Objective :: Your task is to reproduce the entries below word for word.

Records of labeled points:
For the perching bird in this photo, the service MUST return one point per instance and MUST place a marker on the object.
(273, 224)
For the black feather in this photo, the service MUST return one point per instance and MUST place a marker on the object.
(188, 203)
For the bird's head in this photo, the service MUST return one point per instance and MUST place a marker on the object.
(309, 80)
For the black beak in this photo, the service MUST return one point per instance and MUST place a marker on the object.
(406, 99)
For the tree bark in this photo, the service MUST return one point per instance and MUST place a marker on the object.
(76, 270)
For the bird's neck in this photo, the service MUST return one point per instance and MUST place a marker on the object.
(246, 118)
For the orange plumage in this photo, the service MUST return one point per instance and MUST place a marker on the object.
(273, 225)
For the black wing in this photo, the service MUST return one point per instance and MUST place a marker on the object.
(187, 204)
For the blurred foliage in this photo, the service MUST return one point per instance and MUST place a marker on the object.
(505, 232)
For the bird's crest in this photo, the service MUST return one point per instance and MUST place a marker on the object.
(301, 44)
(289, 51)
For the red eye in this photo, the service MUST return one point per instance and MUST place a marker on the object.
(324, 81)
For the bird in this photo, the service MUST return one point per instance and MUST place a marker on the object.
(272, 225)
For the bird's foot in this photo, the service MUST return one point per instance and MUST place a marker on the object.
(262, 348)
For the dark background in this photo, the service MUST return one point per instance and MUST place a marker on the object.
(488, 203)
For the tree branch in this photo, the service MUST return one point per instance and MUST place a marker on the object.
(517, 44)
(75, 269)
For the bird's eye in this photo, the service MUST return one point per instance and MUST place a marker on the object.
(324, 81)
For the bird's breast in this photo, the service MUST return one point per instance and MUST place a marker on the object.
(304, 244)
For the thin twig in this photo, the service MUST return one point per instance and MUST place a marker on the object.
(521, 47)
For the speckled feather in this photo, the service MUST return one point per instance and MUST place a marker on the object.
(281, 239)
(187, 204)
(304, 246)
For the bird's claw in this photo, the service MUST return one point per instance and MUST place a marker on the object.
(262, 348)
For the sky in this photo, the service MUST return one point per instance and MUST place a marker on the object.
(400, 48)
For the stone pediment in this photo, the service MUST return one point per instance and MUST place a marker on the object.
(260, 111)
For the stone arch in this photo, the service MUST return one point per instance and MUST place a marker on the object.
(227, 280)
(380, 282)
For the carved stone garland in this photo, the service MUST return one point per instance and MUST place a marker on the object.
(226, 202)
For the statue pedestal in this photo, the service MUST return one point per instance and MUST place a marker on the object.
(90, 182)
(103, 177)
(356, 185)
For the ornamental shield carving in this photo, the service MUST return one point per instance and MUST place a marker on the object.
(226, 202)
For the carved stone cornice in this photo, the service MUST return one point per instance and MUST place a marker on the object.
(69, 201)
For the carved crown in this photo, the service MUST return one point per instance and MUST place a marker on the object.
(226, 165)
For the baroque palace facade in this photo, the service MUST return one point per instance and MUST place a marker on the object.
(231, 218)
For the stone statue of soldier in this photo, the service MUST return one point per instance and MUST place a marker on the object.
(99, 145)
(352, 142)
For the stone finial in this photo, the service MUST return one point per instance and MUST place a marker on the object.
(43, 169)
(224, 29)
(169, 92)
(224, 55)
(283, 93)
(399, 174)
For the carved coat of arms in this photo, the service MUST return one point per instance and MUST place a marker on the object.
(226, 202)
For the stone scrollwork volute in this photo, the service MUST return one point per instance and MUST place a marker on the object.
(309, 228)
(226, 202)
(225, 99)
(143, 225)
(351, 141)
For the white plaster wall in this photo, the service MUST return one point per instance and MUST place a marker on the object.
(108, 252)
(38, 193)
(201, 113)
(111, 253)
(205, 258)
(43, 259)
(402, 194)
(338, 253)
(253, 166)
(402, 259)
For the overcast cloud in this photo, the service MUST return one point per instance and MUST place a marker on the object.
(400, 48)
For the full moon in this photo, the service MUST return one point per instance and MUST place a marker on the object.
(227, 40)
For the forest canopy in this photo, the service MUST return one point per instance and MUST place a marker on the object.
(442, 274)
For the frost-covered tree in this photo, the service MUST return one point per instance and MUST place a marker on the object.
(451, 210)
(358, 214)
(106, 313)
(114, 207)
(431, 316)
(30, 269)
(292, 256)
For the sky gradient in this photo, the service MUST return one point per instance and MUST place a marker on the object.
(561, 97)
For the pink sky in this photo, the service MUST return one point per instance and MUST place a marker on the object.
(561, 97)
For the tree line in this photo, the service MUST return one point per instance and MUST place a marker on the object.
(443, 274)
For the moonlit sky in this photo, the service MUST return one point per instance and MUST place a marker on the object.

Expected output ::
For the perching bird in this photo, the service MUST return one point per instance and MUST place a marker on the object.
(273, 224)
For the black feather in this photo, the service MUST return one point per instance and MUST place a marker on the object.
(188, 203)
For the bird's head in this photo, the service MUST return one point per instance and MUST place a marker on the object.
(309, 80)
For the black beak in this photo, the service MUST return one point per instance and MUST place a marker on the object.
(406, 99)
For the tree bark in this photo, the service MUST return one point per instance and MUST place a marker on the object.
(76, 270)
For the bird's neck in this photo, the service MUST return one point per instance and MUST place a marker on the object.
(246, 118)
For the orange plumage in this photo, the service MUST return one point per instance and MUST place a marker on the object.
(273, 225)
For the black wing in this photo, the service MUST return one point per instance and MUST place a marker on the object.
(187, 204)
For the blurred foliage in this photo, the service MUST return one point per instance and MUST place a marker on the object.
(505, 232)
For the bird's crest in this photo, the service MUST return one point per instance and MUST place a marker on the object.
(301, 44)
(289, 51)
For the red eye in this photo, the service MUST return one point per instance and MUST place a marker on the object.
(324, 81)
For the bird in this photo, the service MUST return one point per instance and MUST place a marker on the object.
(272, 225)
For the bird's foot in this photo, the service MUST return one point per instance and MUST place a marker on the object.
(262, 348)
For the dark background in this photo, the service MUST return one point per instance and MUST place a marker on the object.
(488, 203)
For the tree branch in this photo, the service MUST return one point per instance and MUST place a marker on the object.
(517, 44)
(75, 269)
For the bird's eye in this photo, the service MUST return one point per instance and MUST place a marker on the object.
(324, 81)
For the bird's breast in this photo, the service MUST return one point per instance and MUST place a marker on the object.
(304, 244)
For the thin twig in this photo, the service MUST return one point per instance and MUST place a marker on the object.
(521, 47)
For the speckled feather in this photo, the service MUST return one point per instance and MUST place a marker on the object.
(281, 239)
(187, 204)
(304, 246)
For the bird's claw in this photo, the service MUST return one point per instance and MUST place a marker on the object.
(262, 348)
For the sky in this photo, the service MUST return one point per instance and MUST place a marker on the object.
(400, 48)
For the stone pediment in this photo, the service MUST return one point per instance and MUST place a marker on the object.
(260, 111)
For the stone arch in this photo, the service MUST return one point per instance and MUST place a marker on the object.
(227, 280)
(380, 282)
For the carved stone garland in this photo, the service MUST return one point per instance and MUST place a marker on the object.
(226, 202)
For the statue pedestal in this photo, the service MUST return one point per instance and MUST place a marker on the object.
(90, 182)
(103, 177)
(356, 185)
For the ornamental shield carving in this photo, the service MUST return one point per instance and MUST place a marker on the object.
(226, 202)
For the carved stone cornice in this photo, the service MUST return one point per instance and MUST place a marker on the object.
(69, 201)
For the carved crown in this photo, the service MUST return one point per instance and MUST place a marker on the object.
(226, 165)
For the baroque palace facade in this photo, the service MUST return one point per instance and MUST place a marker on the object.
(231, 218)
For the stone statue of soldier in this photo, the service MUST return one point per instance and MUST place a marker on the object.
(99, 145)
(352, 142)
For the stone finial in this photo, the service MUST return one point per instance and MUST place a marker on the object.
(43, 169)
(224, 29)
(169, 92)
(224, 55)
(283, 93)
(399, 174)
For the carved coat of arms in this photo, the service MUST return one point per instance and MUST place a marker on the object.
(226, 202)
For the stone scrollwork volute in this photo, the service MUST return one point per instance and MUST place a marker on the object.
(309, 228)
(226, 202)
(225, 99)
(143, 225)
(351, 141)
For the white plaster wall in this photo, the service MUST return one point per instance and MUST place a marker on the object.
(108, 252)
(38, 193)
(201, 113)
(111, 253)
(205, 258)
(43, 259)
(402, 194)
(338, 253)
(253, 166)
(402, 259)
For the overcast cloud in this photo, the service MUST return one point per instance and MUST place a marker on the object.
(400, 48)
For the full moon in this photo, the service MUST return one point per instance and MUST place a marker on the object.
(227, 40)
For the forest canopy in this photo, the service MUST return one point per instance and MUST place a marker on the object.
(442, 274)
For the frost-covered tree in this photo, the service MUST return one point per instance and MUST place a marker on the object.
(451, 210)
(358, 214)
(106, 313)
(114, 207)
(431, 316)
(30, 269)
(292, 256)
For the sky gradient in this photo, the service MUST return one point per instance and MUST place a marker on the object.
(561, 97)
For the pink sky in this photo, the service MUST return one point per instance and MUST place a marker on the object.
(561, 97)
For the tree line in this photo, the service MUST return one point per instance and MUST place a marker on the object.
(443, 274)
For the moonlit sky in this photo, the service MUST return one point per instance and MUST place a marker on the object.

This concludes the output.